What the task asks: Please write out the part of the material that opens with the line containing "Can you find the groom in" and closes with the line containing "[[424, 222]]", keeping both of those lines.

Raw records:
━━━━━━━━━━
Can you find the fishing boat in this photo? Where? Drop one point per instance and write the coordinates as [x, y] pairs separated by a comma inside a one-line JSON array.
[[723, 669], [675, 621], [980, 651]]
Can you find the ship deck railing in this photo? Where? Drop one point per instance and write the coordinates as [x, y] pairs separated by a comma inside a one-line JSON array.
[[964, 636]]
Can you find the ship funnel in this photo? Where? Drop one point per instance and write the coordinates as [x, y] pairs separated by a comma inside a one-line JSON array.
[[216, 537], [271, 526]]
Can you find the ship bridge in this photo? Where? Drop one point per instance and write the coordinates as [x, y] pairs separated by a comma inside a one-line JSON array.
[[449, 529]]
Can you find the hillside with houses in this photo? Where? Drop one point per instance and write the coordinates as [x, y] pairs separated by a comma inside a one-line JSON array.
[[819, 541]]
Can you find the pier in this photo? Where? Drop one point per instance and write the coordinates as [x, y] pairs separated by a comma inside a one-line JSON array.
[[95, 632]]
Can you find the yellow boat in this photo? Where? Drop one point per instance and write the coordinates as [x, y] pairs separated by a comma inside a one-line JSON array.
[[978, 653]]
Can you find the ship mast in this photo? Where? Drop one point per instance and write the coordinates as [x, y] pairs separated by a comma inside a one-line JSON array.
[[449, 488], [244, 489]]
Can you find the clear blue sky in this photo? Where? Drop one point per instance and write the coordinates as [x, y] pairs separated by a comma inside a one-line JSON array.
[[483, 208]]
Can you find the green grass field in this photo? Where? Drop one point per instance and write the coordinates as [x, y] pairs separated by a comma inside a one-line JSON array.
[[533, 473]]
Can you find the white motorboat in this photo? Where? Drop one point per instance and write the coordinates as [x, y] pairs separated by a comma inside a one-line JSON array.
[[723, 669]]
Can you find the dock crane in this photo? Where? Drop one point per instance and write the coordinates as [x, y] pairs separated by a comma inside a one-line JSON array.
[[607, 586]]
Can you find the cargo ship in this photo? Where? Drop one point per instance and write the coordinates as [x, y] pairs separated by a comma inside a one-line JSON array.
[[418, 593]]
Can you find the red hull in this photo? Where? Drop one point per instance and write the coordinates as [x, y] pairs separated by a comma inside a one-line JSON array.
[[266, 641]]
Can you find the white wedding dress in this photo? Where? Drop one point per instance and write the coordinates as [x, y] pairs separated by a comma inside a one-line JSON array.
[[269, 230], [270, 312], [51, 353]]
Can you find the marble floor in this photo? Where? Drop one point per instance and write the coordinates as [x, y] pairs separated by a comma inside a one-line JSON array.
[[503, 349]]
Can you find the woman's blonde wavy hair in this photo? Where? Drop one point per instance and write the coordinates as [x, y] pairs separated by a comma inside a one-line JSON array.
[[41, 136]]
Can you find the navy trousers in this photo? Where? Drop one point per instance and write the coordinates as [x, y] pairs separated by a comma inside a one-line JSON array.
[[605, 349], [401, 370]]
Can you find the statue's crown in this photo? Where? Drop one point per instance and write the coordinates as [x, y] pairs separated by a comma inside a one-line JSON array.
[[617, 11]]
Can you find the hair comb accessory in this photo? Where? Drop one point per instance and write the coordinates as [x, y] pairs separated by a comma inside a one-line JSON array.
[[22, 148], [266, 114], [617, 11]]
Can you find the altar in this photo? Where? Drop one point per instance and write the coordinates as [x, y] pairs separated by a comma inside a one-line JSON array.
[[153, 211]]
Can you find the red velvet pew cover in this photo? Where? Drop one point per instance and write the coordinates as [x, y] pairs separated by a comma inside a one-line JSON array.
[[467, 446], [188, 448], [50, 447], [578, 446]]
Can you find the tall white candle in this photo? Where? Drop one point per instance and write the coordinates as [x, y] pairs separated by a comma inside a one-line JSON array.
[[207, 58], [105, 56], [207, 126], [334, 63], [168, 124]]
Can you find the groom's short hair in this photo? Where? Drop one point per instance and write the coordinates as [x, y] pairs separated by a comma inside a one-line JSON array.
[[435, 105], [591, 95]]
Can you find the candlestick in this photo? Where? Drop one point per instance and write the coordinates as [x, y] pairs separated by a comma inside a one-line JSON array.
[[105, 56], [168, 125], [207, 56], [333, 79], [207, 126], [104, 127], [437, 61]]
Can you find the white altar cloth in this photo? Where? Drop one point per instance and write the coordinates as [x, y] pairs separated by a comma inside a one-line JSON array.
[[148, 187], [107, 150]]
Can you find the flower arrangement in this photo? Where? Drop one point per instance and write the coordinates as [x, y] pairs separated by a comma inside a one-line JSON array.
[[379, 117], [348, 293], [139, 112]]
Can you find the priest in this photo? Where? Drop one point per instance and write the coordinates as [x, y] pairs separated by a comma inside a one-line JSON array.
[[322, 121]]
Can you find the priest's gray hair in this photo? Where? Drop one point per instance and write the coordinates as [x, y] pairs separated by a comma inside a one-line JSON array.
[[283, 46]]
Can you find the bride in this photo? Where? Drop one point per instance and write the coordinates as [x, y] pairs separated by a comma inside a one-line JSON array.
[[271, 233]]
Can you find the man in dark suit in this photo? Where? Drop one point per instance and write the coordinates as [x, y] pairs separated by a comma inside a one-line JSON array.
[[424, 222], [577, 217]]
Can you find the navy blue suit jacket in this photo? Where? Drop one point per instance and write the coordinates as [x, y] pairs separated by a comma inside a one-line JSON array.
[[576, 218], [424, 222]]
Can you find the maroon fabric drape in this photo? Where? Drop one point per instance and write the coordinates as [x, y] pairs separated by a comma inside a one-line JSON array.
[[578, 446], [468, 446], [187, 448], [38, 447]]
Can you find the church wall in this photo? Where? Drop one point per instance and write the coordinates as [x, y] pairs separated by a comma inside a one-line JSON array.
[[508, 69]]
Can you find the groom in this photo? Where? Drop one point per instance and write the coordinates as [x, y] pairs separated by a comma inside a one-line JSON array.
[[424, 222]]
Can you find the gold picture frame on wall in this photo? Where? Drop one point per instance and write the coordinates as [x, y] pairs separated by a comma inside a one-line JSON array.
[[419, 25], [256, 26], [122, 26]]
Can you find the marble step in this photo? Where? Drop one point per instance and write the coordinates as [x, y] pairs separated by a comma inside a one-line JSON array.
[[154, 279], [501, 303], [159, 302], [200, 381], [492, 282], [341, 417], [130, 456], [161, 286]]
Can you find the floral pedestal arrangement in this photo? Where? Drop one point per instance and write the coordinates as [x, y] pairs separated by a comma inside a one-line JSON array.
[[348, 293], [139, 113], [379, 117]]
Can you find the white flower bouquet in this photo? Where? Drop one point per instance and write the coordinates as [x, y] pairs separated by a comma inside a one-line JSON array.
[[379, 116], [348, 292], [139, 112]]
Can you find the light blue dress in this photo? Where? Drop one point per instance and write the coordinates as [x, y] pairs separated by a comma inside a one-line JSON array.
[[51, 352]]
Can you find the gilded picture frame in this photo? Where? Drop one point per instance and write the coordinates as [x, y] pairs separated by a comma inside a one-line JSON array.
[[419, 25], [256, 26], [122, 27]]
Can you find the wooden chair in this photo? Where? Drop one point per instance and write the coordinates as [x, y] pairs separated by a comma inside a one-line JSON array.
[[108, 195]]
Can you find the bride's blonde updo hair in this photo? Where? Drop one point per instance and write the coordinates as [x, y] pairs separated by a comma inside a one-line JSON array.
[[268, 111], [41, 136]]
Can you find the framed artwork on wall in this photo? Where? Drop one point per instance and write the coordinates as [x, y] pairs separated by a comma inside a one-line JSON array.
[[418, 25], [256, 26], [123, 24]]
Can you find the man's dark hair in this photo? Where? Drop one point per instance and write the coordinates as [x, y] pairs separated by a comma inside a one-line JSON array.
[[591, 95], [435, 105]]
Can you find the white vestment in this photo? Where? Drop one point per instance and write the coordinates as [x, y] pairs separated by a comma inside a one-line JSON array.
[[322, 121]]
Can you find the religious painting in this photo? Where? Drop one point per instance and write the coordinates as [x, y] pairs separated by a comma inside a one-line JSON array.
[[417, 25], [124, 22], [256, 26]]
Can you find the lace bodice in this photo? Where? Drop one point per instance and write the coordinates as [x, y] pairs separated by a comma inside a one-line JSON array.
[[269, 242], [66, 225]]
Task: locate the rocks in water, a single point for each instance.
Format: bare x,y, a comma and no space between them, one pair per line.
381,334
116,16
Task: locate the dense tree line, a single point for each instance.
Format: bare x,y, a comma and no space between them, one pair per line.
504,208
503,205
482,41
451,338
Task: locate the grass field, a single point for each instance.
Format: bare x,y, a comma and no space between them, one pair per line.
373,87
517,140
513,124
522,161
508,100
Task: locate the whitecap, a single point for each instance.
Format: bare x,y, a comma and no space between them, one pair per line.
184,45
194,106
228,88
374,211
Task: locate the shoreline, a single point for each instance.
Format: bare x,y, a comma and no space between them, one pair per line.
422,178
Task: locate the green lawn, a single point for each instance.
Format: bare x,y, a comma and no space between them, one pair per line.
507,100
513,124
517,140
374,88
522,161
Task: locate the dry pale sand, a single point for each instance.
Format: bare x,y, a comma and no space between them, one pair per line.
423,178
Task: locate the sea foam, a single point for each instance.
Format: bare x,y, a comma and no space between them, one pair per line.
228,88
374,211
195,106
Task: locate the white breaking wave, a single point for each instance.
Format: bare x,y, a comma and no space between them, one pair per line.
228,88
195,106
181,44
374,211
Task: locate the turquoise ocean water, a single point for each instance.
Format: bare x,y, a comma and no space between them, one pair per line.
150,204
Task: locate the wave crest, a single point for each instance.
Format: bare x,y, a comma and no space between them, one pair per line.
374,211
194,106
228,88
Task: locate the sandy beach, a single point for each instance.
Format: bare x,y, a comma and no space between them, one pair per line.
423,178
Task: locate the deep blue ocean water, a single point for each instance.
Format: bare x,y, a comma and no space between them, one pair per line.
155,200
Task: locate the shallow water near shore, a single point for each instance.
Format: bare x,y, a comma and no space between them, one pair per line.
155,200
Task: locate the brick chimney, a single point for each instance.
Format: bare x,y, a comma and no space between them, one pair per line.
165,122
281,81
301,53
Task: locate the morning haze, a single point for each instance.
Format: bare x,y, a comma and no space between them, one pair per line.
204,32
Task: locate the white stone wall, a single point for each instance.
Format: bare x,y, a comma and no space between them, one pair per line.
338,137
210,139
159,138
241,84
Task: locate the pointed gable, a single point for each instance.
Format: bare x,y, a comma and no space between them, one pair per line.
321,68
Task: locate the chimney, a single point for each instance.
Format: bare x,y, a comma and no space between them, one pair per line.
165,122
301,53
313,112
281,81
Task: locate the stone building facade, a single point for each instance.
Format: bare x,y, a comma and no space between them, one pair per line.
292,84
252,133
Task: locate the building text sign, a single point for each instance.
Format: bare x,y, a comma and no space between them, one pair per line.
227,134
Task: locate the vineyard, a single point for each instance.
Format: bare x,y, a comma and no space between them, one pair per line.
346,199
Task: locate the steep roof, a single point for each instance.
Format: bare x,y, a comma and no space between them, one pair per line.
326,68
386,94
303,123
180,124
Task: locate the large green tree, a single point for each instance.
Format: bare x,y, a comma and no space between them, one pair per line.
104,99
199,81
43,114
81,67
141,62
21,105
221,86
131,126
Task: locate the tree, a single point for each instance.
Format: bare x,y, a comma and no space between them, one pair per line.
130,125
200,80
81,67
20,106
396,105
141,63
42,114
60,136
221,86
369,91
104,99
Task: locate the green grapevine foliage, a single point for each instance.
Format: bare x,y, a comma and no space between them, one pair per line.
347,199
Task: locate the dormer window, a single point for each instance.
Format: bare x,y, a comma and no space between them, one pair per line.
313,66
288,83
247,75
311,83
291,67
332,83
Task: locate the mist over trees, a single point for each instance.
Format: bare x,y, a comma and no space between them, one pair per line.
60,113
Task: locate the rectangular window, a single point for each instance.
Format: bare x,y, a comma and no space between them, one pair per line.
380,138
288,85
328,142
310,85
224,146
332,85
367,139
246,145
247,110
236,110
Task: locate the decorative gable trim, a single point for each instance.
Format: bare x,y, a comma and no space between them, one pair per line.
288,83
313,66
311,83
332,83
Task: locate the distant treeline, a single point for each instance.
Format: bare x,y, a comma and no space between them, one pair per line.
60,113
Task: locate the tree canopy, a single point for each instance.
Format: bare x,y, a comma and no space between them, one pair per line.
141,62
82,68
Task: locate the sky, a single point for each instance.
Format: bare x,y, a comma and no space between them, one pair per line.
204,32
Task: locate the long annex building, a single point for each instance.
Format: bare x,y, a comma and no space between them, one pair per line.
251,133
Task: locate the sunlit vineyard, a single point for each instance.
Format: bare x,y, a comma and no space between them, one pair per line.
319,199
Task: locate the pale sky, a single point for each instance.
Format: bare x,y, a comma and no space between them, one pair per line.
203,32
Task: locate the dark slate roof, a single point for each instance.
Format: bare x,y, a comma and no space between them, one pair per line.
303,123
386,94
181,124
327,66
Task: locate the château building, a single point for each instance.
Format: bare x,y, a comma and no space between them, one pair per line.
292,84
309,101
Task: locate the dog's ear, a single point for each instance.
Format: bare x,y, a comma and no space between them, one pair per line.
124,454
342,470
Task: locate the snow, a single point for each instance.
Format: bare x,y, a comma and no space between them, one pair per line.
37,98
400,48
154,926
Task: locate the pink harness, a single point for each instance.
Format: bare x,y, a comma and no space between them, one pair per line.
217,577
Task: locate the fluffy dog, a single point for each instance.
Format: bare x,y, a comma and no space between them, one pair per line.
━━━━━━━━━━
Solution for this exercise:
Can you find the groom in this photo? Where? Drop one point per instance and write the coordinates as [x, y] pairs separated by a comma inside a one-line JSON array.
[[424, 222]]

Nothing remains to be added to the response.